» **DATA UNDER STUDY**:
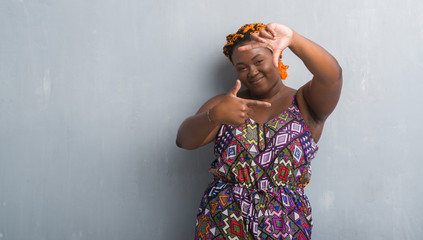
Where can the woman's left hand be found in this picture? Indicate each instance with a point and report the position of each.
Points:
(274, 36)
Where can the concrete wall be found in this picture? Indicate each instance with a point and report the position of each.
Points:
(92, 93)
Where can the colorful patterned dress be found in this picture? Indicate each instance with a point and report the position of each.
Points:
(260, 173)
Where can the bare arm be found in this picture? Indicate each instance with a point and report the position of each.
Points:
(197, 130)
(321, 94)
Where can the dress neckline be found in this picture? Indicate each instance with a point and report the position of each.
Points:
(278, 115)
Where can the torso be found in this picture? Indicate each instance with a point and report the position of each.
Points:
(281, 102)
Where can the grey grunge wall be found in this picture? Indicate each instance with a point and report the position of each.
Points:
(92, 94)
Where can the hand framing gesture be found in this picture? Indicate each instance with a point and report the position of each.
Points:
(274, 36)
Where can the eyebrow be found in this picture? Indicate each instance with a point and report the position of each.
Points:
(258, 54)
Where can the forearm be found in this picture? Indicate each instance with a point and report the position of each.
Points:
(318, 61)
(196, 131)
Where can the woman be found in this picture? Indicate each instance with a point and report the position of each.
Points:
(265, 137)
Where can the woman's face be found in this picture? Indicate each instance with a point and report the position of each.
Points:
(255, 69)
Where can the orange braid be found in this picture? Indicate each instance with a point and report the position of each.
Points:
(244, 34)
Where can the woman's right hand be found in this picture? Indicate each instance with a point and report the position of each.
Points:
(233, 110)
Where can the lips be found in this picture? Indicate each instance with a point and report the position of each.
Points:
(255, 80)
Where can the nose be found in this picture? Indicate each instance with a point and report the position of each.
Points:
(252, 72)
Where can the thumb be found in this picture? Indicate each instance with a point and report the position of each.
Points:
(276, 57)
(236, 88)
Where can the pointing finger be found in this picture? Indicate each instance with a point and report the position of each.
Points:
(267, 34)
(236, 88)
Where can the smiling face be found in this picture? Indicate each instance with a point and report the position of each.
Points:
(255, 69)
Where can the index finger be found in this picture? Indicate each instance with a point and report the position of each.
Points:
(258, 103)
(252, 45)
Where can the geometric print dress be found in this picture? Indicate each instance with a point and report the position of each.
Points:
(259, 173)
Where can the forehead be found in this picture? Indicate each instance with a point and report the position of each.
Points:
(248, 55)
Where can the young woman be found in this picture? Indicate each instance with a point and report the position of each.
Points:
(265, 137)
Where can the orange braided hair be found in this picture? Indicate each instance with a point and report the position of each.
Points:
(243, 35)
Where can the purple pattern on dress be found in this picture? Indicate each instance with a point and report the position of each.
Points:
(260, 173)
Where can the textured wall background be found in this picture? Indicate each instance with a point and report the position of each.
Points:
(92, 93)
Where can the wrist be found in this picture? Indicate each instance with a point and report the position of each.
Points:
(210, 116)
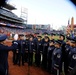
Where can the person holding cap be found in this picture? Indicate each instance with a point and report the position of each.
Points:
(56, 58)
(4, 49)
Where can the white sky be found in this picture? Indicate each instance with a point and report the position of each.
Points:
(54, 12)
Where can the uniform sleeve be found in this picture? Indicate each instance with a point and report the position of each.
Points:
(72, 62)
(14, 46)
(58, 60)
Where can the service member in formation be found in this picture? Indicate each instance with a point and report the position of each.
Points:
(21, 50)
(67, 49)
(49, 55)
(72, 55)
(52, 36)
(4, 49)
(26, 47)
(31, 49)
(44, 52)
(56, 58)
(38, 51)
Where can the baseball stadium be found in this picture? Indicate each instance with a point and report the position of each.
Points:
(35, 49)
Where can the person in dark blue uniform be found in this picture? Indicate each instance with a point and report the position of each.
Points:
(26, 47)
(62, 38)
(44, 52)
(4, 49)
(72, 55)
(52, 36)
(67, 49)
(21, 50)
(38, 51)
(56, 58)
(45, 35)
(15, 54)
(31, 48)
(49, 55)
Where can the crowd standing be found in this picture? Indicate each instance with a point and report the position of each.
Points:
(54, 56)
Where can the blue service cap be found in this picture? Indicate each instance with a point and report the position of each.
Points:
(3, 37)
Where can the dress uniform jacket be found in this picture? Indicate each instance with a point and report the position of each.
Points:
(4, 54)
(56, 60)
(72, 57)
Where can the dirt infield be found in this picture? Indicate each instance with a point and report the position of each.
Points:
(23, 70)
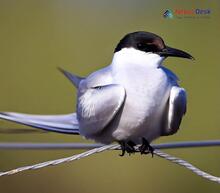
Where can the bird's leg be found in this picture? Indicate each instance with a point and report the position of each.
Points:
(127, 147)
(146, 148)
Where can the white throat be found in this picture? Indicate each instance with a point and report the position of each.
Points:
(131, 56)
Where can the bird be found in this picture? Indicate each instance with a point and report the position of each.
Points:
(133, 101)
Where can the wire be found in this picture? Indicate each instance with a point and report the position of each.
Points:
(157, 152)
(55, 146)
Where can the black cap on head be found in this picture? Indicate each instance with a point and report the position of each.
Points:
(149, 42)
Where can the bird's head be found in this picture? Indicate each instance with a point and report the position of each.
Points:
(150, 43)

» **TRY IT**:
Out of the entries above, write out only the lines between the line holding "Where can the orange braid be" and the line holding "Where can the woman's right", inclusive, each exactly as given.

» **EXERCISE RESULT**:
Where can the orange braid be found in this picture? Indicate each instance with a point and report the position of each.
Points:
(244, 34)
Where can the woman's right hand be found in this picture? Indicate each instance with a point and report the position of each.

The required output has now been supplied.